• **DOCUMENT EXCERPT**
----
I'm really not a fan of "sounds like" approach, or inventing your own pronunciation helpers. I always wondered why my korean friends had a lot of trouble making the [f] sound. After learning the Korean alphabet, I realized that there textbooks use a aspirated [p] sound as a "sounds like" koreanization for pronunciation. I also had loads of fun once in a bookstore with my chinese wife using a phrasebook that thought pinyin was too hard for learners to learn, so instead introduced their own "sounds like" romanization. I read the phrases as if I was reading english and was unfamiliar with Mandarin sounds. My wife understood about 10% of the phrases.

Your first section is devoted to learning pinyin, so I would stick with that. I never really nailed pronunciation myself until I purchased a CD that went through the whole tone chart, pronounced it, explained how to make the sound, and provided sammy diagrams (which I like, not everyone does though). Funnily enough, I wrote a pronunciation guide during my learning process that came out quick similar to yours, though I had mapped chinese sounds to English using IPA. I saw http://www.amazon.co...36423492&sr=8-9 in the bookstore the other day, and I wish it had been available when I started learning.
----
• **DATA SECTION**
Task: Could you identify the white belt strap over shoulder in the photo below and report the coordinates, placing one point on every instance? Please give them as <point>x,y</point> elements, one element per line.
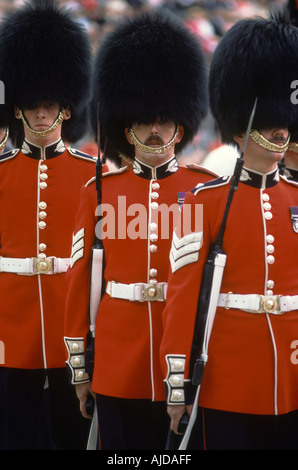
----
• **WHAT IS ASKED**
- a) In the post on pronunciation helpers, what does the writer give as the reason their Korean friends had trouble making the [f] sound?
- b) Carry on the post about pronunciation helpers from the point at which it stops.

• **TASK RESULTS**
- a) Their textbooks use an aspirated [p] sound as a "sounds like" koreanization for [f]. The writer realized this after learning the Korean alphabet.

- b)
I'm not against mnemonics either. I use them all the time for memorizing characters (ie. Tuttle/Matthew's approach). But I think any such mnemonics should be introduced as a memory aid ONLY after the pinyin sounds have been mastered. By introducing them in the same book as you're teaching pronunciation, it may only serve to confuse the reader. I guess overall I'm not sure of the focus of your book. If it's for beginners, then I think the mnemonics are only going to make learning pronunciation properly more difficult. If it's for someone who already knows pronunciation and can apply the mnemonics without messing up their pronunciation, then they have probably advanced beyond the concepts introduced.

That being said, it's great to see you trying new approaches to learning.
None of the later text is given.